Task description:
Return, from the data that follows, each line that holds the word "cushion".
Data below:
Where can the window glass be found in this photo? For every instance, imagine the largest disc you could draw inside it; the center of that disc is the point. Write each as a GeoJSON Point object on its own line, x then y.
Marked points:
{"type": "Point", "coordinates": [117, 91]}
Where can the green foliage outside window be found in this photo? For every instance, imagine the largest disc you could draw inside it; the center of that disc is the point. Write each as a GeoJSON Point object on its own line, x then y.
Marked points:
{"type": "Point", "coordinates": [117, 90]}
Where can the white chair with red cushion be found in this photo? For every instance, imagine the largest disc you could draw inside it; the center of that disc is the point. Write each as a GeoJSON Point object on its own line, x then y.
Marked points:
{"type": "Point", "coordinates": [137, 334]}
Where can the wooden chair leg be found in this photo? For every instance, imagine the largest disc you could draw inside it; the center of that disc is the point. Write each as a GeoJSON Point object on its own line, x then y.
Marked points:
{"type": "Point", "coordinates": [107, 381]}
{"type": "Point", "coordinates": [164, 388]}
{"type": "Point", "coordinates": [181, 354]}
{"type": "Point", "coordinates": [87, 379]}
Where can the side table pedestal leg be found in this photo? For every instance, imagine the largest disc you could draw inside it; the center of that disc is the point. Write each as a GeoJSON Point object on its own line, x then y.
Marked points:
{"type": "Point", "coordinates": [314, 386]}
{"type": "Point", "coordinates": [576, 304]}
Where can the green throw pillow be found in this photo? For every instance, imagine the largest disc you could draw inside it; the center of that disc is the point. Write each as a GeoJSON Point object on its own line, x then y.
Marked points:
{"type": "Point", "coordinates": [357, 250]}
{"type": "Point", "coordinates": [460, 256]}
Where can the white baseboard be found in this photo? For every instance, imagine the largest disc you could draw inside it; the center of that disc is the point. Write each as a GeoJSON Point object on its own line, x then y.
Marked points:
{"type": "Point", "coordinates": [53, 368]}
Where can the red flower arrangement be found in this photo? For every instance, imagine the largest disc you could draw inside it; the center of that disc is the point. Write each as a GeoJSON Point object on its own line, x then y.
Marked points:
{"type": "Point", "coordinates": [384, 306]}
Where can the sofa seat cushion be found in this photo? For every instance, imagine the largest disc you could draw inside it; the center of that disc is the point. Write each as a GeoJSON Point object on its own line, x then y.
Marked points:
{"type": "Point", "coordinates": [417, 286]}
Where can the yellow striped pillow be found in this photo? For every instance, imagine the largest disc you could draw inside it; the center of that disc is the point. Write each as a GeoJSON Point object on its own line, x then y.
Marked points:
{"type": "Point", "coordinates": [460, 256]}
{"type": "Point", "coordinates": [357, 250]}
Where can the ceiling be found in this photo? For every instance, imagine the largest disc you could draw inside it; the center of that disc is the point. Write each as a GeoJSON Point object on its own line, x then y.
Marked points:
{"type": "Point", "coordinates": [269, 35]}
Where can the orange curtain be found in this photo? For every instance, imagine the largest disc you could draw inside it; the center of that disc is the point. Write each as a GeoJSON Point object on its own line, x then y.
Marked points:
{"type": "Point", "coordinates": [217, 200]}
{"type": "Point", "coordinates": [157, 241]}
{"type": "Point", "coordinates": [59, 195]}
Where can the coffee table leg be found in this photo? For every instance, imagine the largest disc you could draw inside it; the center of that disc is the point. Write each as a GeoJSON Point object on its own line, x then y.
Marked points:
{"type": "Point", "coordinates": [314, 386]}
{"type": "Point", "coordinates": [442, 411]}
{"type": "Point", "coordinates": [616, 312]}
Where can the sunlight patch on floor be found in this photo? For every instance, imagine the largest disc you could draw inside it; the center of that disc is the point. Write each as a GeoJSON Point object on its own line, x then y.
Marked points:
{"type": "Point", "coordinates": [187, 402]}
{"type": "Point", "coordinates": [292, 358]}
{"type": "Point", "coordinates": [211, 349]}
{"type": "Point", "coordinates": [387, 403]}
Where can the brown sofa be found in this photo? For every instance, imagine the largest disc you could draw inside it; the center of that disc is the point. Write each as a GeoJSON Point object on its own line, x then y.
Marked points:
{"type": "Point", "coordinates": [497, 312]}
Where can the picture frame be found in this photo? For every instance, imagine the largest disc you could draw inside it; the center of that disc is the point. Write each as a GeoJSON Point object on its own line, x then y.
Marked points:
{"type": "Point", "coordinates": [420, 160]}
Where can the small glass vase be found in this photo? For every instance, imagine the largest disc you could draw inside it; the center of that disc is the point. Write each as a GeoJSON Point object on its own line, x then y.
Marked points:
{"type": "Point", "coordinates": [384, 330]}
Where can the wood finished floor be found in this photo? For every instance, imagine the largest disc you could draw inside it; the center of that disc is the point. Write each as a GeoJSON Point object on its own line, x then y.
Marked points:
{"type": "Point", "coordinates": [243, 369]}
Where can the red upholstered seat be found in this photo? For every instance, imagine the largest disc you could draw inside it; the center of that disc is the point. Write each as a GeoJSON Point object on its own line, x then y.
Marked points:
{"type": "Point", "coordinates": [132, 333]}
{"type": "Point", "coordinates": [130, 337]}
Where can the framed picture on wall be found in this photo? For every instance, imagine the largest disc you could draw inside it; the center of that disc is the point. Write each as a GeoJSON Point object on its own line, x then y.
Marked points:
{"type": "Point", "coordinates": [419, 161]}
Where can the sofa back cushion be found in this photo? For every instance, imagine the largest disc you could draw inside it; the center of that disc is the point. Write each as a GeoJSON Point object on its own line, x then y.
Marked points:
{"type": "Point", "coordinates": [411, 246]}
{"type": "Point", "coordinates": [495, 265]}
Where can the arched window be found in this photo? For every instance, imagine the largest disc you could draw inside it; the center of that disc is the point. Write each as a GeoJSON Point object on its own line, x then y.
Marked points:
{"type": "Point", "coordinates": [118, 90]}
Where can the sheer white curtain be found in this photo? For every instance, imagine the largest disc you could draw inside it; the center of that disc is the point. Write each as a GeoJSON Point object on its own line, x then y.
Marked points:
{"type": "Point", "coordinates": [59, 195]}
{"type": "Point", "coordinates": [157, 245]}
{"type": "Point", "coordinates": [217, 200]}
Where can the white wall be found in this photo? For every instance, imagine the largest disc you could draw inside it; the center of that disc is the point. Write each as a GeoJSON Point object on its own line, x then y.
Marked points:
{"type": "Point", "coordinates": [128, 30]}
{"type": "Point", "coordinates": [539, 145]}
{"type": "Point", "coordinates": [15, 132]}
End of Data.
Response:
Where can the white chair with red cushion be found in this photo? For every instance, imagine the largest disc you could draw inside it; the center of that disc is the point. Write each as a GeoJSON Point object on its own line, x then y.
Where can the sofa seat cushion be found in this photo? For every instance, imagine the largest disc you could draw inside it; the center of that disc is the point. Write each as a GeoJSON Point object on its own line, x then y.
Where can the sofa back cushion be found in this photo? For every instance, imagine the largest disc you could draw inside it; the center of that disc is the point. Write each as a GeoJSON Point object on its own line, x then y.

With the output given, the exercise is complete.